*Provided passage*
###

Metabolic dynamics instruct CD8+ T-cell differentiation and functions

Abstract

Cytotoxic CD8⁺ T cells are a key element of the adaptative immune system to protect the organism against infections and malignant cells. During their activation and response, T cells undergo different metabolic pathways to support their energetic needs according to their localization and function. However, it has also been recently appreciated that this metabolic reprogramming also directly supports T-cell lineage differentiation. Accordingly, metabolic deficiencies and prolonged stress exposure can impact T-cell differentiation and skew them into an exhausted state. Here, we review how metabolism defines CD8⁺ T-cell differentiation and function. Moreover, we cover the principal metabolic dysregulation that promotes the exhausted phenotype under tumor or chronic virus conditions. Finally, we summarize recent strategies to reprogram impaired metabolic pathways to promote CD8⁺ T-cell effector function and survival.

Keywords: T-cell differentiation; T-cell exhaustion; T cells; infection; metabolism.

Figure 1

Metabolic profiles of CD8⁺ T cells during an immune response. Upon acute infection, the activation of naive CD8⁺ T cells triggers massive expansion and differentiation into effector T cells, which contribute directly to pathogen clearance. TCR signaling stimulates aerobic glycolysis to support the intense cell proliferation. Following the elimination of the antigen, the majority of CD8⁺ T cells undergoes the contraction phase. However, a small percentage of T cells survive and form memory subsets, which can provide long‐term protection. These cells rely on fatty‐acid oxidation and oxidative phosphorylation for their maintenance.

###

*Dataset records*
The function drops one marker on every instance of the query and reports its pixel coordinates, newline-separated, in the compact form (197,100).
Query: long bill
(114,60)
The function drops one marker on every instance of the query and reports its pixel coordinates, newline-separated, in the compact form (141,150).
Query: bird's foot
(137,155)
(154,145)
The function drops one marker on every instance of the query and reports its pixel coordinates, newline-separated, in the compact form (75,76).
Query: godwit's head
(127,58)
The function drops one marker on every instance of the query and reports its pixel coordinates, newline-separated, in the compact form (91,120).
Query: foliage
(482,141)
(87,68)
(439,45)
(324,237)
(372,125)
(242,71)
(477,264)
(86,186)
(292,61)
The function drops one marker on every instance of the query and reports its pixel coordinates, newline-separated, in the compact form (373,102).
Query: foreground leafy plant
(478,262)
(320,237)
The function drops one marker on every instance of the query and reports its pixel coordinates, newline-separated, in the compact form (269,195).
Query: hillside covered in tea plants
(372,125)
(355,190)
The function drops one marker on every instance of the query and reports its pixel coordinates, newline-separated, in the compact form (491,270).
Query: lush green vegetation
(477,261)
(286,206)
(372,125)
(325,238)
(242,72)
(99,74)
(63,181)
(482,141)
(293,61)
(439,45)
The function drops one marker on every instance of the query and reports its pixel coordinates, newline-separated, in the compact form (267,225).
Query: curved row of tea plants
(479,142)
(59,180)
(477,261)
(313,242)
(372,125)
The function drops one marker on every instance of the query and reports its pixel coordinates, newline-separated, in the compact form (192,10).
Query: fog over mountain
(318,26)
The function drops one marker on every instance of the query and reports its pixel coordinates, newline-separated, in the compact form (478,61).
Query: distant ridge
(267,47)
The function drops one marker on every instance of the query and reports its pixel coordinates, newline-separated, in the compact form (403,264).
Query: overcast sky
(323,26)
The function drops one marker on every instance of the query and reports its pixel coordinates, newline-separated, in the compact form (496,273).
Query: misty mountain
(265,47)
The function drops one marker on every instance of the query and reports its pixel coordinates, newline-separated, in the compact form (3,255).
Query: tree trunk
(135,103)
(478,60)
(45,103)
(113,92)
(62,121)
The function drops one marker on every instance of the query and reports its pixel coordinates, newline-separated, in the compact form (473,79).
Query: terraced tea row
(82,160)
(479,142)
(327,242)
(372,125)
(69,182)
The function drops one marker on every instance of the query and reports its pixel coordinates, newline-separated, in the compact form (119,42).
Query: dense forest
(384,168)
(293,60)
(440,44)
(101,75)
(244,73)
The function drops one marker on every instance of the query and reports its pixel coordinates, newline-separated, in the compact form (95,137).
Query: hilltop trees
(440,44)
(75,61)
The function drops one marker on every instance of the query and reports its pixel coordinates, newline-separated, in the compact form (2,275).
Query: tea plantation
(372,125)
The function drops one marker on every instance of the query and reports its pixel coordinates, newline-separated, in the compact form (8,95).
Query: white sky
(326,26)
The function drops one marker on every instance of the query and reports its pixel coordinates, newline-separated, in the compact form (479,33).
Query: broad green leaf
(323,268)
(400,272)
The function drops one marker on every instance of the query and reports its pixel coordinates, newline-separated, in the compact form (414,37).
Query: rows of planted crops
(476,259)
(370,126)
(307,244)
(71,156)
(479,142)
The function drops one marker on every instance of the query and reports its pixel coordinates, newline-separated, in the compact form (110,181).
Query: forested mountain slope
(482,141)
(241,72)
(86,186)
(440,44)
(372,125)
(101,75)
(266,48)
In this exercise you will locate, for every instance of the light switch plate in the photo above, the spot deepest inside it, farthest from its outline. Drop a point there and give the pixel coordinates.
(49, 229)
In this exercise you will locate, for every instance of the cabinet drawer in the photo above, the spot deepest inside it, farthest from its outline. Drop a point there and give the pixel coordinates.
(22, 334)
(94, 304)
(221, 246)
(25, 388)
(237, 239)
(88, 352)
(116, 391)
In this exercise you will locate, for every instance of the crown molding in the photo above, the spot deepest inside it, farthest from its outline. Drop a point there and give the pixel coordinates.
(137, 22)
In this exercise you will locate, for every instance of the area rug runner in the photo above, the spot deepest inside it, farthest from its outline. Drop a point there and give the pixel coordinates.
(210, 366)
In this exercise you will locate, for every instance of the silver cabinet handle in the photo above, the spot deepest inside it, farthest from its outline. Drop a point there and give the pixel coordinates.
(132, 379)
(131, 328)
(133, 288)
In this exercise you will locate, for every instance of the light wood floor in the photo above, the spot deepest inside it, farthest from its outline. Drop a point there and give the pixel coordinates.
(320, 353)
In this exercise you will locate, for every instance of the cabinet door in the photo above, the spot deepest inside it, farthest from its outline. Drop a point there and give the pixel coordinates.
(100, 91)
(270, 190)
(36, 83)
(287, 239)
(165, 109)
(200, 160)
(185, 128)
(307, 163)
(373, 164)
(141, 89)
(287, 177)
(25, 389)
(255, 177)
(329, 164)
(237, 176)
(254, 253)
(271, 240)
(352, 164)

###

*Required actions*
[1] According to the CD8⁺ T-cell metabolism passage, which metabolic processes do memory CD8⁺ T cells depend on for their maintenance?
[2] Rewrite the CD8⁺ T-cell metabolism passage starting with "Metabolic profiles of" and going on through "for their maintenance.", substituting "anaerobic glycolysis" for "aerobic glycolysis".

*Solutions for each task*
[1] Fatty‐acid oxidation and oxidative phosphorylation.

[2]
Metabolic profiles of CD8⁺ T cells during an immune response. Upon acute infection, the activation of naive CD8⁺ T cells triggers massive expansion and differentiation into effector T cells, which contribute directly to pathogen clearance. TCR signaling stimulates anaerobic glycolysis to support the intense cell proliferation. Following the elimination of the antigen, the majority of CD8⁺ T cells undergoes the contraction phase. However, a small percentage of T cells survive and form memory subsets, which can provide long‐term protection. These cells rely on fatty‐acid oxidation and oxidative phosphorylation for their maintenance.